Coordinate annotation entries
....................

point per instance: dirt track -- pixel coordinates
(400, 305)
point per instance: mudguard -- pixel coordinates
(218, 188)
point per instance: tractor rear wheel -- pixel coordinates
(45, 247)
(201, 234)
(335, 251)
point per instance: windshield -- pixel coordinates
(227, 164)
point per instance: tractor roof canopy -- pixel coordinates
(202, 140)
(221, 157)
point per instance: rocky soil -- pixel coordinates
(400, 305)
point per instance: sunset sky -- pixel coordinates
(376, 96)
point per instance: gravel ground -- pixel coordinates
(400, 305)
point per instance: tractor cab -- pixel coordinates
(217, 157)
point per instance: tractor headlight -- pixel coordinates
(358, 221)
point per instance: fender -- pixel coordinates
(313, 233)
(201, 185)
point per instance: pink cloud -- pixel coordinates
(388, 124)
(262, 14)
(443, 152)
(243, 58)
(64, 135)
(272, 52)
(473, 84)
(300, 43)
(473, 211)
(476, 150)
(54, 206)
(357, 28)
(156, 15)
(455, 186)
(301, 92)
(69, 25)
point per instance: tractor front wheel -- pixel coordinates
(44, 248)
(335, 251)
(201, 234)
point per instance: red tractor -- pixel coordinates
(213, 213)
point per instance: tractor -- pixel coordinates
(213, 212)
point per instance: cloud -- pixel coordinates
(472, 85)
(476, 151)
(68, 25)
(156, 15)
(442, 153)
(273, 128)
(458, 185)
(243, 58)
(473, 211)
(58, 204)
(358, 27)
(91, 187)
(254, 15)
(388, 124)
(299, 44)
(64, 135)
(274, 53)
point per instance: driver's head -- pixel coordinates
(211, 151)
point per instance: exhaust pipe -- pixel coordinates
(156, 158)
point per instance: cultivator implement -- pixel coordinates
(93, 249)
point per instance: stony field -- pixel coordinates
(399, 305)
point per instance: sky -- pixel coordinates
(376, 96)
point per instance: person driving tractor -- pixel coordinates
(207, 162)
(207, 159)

....................

> _YOUR GOAL_: Please shift every coordinate in the answers by -64, and write out all lines of the records again, starting with the line containing "point per instance: cloud" and going on through the end of the records.

> _SOLUTION_:
point per instance: cloud -- pixel coordinates
(408, 21)
(412, 87)
(4, -39)
(92, -49)
(378, 89)
(209, 64)
(394, 121)
(179, -6)
(409, 147)
(-6, 140)
(294, -37)
(27, 123)
(190, -49)
(324, 60)
(235, -20)
(0, 71)
(210, -11)
point per instance: driver's head -- pixel coordinates
(147, 87)
point per instance: exhaust pipe -- pixel coordinates
(92, 94)
point per instance: cultivator implement -- pixel coordinates
(29, 185)
point per instance: stony field -- pixel coordinates
(335, 241)
point per instance: sky -- pixel coordinates
(312, 32)
point per instance: person driving tractor -- pixel coordinates
(143, 98)
(143, 95)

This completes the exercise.